▸ **TASK GOAL**
Starting at the line with "Query: white sink basin" and going on through the line with "Teacher note: locate the chrome", reproduce each line in the records below exactly and nothing more.

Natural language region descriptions
------------------------------------------------------------------------
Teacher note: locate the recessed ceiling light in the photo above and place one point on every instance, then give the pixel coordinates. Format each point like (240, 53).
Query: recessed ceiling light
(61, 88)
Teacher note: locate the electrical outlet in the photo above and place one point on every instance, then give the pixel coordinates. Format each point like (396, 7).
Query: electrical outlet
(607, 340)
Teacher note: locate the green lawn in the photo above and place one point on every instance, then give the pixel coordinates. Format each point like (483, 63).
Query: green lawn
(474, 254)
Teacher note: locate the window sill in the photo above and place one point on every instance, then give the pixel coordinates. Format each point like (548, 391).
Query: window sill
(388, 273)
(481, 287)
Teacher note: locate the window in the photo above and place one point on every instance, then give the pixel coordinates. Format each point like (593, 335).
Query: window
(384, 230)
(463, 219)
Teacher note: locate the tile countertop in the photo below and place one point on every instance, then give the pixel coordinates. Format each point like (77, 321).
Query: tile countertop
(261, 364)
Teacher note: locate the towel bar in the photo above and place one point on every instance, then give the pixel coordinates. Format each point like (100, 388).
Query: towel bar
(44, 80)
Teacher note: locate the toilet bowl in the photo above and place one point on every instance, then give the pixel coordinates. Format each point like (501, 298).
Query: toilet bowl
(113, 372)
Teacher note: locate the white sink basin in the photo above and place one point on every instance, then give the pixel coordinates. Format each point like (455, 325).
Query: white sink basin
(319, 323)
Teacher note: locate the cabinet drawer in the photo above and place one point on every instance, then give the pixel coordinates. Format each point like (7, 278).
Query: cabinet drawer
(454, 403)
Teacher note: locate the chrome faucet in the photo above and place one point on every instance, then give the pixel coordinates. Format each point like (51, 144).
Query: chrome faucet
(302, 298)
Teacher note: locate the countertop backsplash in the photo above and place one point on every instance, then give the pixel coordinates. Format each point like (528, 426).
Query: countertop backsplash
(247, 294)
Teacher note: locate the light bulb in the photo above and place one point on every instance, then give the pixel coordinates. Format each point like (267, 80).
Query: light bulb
------------------------------------------------------------------------
▸ **ANSWER TO THIS EXERCISE**
Query: white sink basin
(319, 323)
Teacher note: locate the cabinet drawer in the photo above and place one point on every instance, then give the pixel coordinates. Format each point like (7, 278).
Query: cabinet drawer
(454, 403)
Teacher note: locate the chrome faucet in the photo above and place one point on every instance, then give the pixel coordinates. Format each point like (51, 144).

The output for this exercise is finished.